Dataset excerpts:
--

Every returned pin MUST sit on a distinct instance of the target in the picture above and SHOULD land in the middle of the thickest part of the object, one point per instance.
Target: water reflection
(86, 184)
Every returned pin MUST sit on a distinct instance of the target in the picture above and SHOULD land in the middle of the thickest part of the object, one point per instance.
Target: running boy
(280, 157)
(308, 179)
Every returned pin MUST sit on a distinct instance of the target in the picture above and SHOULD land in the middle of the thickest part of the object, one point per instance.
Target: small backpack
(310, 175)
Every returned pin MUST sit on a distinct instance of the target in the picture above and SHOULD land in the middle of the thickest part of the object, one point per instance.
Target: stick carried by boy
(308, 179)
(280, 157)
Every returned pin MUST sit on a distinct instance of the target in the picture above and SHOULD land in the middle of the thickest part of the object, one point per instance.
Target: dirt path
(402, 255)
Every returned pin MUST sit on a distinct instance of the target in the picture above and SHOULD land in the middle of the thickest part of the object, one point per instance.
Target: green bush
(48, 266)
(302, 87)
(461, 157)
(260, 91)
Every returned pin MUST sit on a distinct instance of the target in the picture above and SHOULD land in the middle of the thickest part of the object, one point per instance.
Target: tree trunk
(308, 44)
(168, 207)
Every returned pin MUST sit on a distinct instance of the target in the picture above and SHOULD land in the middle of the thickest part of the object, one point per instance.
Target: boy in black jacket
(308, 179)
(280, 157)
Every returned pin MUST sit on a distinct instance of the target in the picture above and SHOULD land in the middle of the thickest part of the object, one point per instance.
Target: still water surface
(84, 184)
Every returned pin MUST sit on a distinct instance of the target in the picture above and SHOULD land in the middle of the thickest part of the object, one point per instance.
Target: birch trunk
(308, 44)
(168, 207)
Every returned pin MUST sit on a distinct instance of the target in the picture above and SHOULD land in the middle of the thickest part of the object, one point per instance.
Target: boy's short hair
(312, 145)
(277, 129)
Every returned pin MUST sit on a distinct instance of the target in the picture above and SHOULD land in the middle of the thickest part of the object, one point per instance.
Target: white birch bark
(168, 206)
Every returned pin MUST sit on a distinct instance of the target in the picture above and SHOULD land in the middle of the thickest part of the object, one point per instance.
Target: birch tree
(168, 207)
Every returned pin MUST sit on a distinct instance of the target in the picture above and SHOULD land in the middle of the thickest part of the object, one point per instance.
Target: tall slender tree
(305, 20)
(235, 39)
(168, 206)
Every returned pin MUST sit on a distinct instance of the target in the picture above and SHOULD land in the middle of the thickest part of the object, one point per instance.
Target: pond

--

Task:
Count the lines in the listing above that include the string "trunk", and reply with the number alone.

Worked solution:
2